#### Document excerpt

[Date Prev][Date Next][Thread Prev][Thread Next][Date Index][Thread Index]

Issue: ARRAY-TYPE-ELEMENT-TYPE-SEMANTICS (Version 9)



This version is a substantial re-write, to address issues raised since
the X3J13 meeting in Fairfax, especially in the mail msgs:
  10 Oct Jim McDonald <jlm@lucid.com>
  13 Oct Kent M Pitman <KMP@STONY-BROOK.SCRC.Symbolics.COM> 
  13 Oct sandra%defun@cs.utah.edu (Sandra J Loosemore)

One major change is the re-introduction of "upgrading".  Not only has 
this word crept into most people's vocabulary, but Pedersen has provided 
a sufficient rationale for using it -- it is a movement upward in the
type-hierarchy lattice.  We have found one implementation that does no
upgrading; and we have had to clarify some things about upgrading, to
cover existing practice.  This is reflected in two sub-items in the 
proposal part.

#### Items drawn from a data source

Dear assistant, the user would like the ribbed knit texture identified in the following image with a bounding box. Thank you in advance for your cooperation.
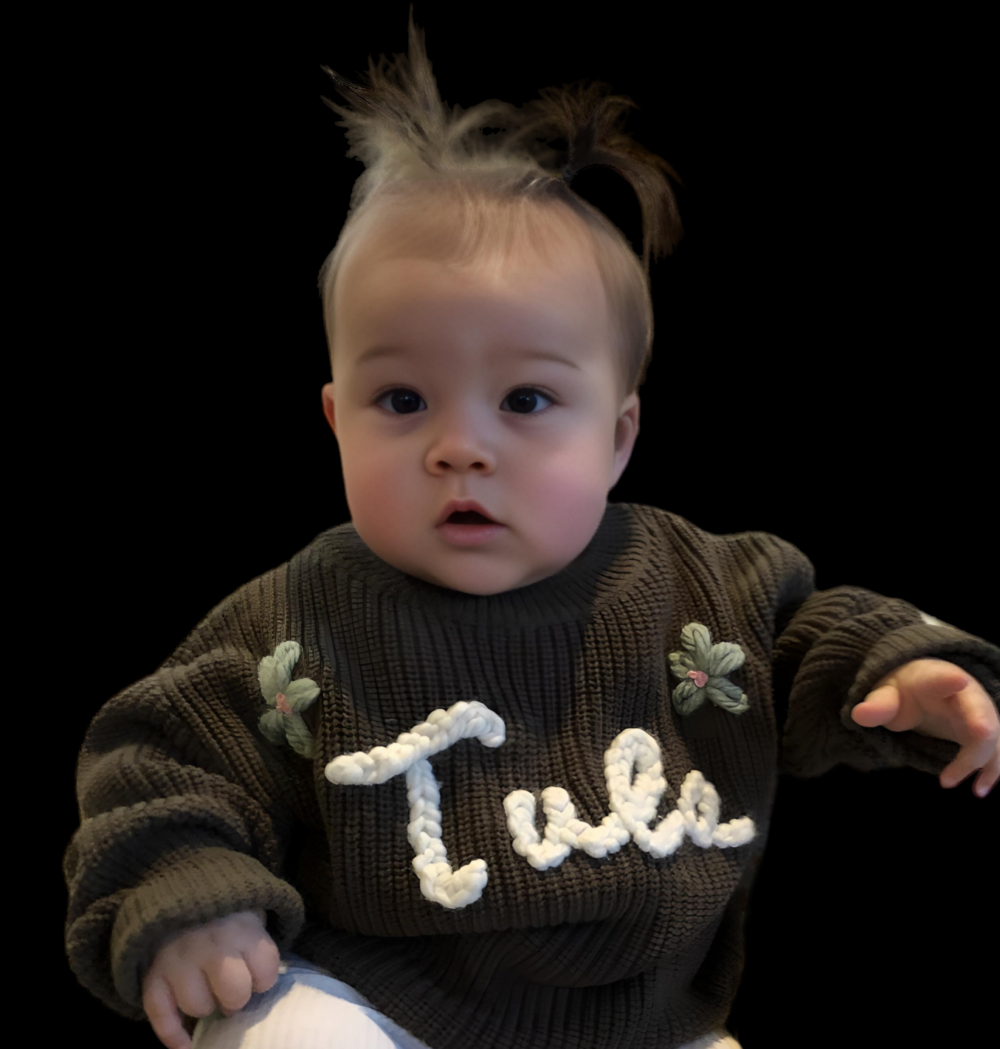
[64,504,1000,1049]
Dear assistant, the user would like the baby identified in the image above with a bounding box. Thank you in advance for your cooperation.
[65,10,1000,1049]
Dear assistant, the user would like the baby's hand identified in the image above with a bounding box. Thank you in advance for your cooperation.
[851,659,1000,797]
[143,908,281,1049]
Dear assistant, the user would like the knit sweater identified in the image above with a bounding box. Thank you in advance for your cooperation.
[63,504,1000,1049]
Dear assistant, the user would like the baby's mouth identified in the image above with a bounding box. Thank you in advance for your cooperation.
[445,510,498,525]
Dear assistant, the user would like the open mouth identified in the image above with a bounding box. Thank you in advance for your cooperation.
[447,510,496,525]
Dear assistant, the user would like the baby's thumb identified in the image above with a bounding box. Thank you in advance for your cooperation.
[851,685,899,728]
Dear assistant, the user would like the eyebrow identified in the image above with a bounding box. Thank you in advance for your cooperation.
[357,346,582,370]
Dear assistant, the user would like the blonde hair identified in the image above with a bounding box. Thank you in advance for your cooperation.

#### Task prompt
In the ARRAY-TYPE-ELEMENT-TYPE-SEMANTICS issue, what rationale did Pedersen provide for using the word "upgrading"?

#### In response
It is a movement upward in the type-hierarchy lattice.